_READING TEXT_
● ● ● ●
BACKGROUND: Ethiopia has an extremely high rate of extrapulmonary tuberculosis, dominated by tuberculous lymphadenitis (TBLN). However, little is known about Mycobacterium tuberculosis complex (MTBc) lineages responsible for TBLN in Southwest Ethiopia.
METHODS: A total of 304 MTBc isolates from TBLN patients in Southwest Ethiopia were genotyped primarily by spoligotyping. Isolates of selected spoligotypes were further analyzed by 15-loci mycobacterial interspersed repetitive unit-variable number tandem repeat (MIRU-VNTR) (n=167) and qPCR-based single nucleotide polymorphism (n=38). Isolates were classified into main phylogenetic lineages and families by using the reference strain collections and identification tools available at MIRU-VNTRplus data base. Resistance to rifampicin was determined by Xpert MTB/RIF.
● ● ● ●
_EXTRACTED DATA_

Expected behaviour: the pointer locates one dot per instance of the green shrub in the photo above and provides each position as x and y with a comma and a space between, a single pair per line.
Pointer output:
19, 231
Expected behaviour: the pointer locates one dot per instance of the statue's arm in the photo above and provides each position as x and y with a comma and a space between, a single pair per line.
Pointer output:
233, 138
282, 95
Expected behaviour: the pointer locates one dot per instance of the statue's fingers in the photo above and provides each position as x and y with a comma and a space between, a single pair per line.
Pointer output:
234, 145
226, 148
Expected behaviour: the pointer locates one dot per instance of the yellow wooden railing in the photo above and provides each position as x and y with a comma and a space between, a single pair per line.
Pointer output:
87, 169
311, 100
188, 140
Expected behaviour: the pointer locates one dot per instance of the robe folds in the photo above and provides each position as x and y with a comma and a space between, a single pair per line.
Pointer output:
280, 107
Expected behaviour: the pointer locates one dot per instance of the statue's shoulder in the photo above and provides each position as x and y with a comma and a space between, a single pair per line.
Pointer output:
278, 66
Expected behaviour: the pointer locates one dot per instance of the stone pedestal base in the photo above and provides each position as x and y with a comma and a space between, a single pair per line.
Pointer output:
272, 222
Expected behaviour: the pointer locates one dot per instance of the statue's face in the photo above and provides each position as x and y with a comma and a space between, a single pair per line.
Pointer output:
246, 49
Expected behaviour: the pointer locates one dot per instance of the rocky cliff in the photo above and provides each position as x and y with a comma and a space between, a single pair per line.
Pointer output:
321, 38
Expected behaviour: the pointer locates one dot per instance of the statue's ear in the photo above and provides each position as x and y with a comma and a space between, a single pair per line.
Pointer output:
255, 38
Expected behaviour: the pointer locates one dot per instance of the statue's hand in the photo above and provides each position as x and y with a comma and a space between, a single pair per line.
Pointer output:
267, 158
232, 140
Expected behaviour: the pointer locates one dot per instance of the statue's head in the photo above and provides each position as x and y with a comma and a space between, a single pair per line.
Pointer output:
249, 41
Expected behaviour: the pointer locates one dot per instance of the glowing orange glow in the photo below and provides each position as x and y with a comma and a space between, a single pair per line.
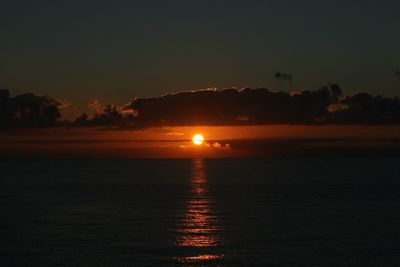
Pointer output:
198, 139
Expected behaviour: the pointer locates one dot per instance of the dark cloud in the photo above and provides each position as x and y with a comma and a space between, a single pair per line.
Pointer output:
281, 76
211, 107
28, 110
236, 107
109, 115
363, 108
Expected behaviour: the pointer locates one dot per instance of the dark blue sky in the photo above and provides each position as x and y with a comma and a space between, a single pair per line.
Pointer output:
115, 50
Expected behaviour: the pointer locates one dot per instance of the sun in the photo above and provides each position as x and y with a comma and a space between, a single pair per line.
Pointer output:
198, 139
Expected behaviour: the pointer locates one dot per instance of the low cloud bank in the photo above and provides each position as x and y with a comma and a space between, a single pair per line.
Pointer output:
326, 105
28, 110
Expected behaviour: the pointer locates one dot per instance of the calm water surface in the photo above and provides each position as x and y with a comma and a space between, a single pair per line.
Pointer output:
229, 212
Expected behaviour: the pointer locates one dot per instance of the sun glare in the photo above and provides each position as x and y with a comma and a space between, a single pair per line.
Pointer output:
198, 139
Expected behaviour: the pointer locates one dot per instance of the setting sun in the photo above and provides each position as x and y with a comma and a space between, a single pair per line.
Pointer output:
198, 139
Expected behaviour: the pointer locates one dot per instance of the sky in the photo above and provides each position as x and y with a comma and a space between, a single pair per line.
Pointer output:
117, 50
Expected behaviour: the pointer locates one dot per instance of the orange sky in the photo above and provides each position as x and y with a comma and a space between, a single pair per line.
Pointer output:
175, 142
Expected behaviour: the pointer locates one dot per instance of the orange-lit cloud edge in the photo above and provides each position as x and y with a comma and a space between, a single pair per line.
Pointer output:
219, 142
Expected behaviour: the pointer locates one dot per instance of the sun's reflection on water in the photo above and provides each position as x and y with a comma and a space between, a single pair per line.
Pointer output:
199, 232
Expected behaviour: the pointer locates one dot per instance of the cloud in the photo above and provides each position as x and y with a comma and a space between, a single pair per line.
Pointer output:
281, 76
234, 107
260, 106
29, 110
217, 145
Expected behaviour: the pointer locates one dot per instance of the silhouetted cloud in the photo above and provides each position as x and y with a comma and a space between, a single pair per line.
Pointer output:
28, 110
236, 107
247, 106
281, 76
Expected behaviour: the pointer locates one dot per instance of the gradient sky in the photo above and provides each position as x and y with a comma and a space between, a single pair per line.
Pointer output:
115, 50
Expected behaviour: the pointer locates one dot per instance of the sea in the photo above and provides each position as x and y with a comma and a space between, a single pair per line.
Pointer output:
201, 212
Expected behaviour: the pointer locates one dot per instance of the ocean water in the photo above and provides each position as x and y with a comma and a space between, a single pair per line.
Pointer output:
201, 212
● ● ● ●
_TASK INSTRUCTIONS_
a - Say whether each statement agrees with the tuberculosis abstract, answering yes or no and quoting the deciding words: (i) All 304 isolates were analyzed by MIRU-VNTR. (ii) Rifampicin resistance was determined by Xpert MTB/RIF. (iii) Much is known about the MTBc lineages causing TBLN in Southwest Ethiopia.
b - Using the tuberculosis abstract, answer these questions:
(i) Which form of extrapulmonary tuberculosis dominates in Ethiopia?
(ii) How many isolates were analyzed by qPCR-based single nucleotide polymorphism?
(iii) Where were the reference strain collections and identification tools available?
c - Reproduce the tuberculosis abstract word for word between "BACKGROUND: Ethiopia has" and "by Xpert MTB/RIF.", inclusive.

_ANSWERS TO THE EXERCISE_
a -
(i) No: "Isolates of selected spoligotypes were further analyzed"
(ii) Yes: "Resistance to rifampicin was determined by Xpert MTB/RIF"
(iii) No: "little is known about Mycobacterium tuberculosis complex (MTBc) lineages responsible for TBLN in Southwest Ethiopia"

b -
(i) Tuberculous lymphadenitis (TBLN)
(ii) 38
(iii) At the MIRU-VNTRplus data base

c -
BACKGROUND: Ethiopia has an extremely high rate of extrapulmonary tuberculosis, dominated by tuberculous lymphadenitis (TBLN). However, little is known about Mycobacterium tuberculosis complex (MTBc) lineages responsible for TBLN in Southwest Ethiopia.
METHODS: A total of 304 MTBc isolates from TBLN patients in Southwest Ethiopia were genotyped primarily by spoligotyping. Isolates of selected spoligotypes were further analyzed by 15-loci mycobacterial interspersed repetitive unit-variable number tandem repeat (MIRU-VNTR) (n=167) and qPCR-based single nucleotide polymorphism (n=38). Isolates were classified into main phylogenetic lineages and families by using the reference strain collections and identification tools available at MIRU-VNTRplus data base. Resistance to rifampicin was determined by Xpert MTB/RIF.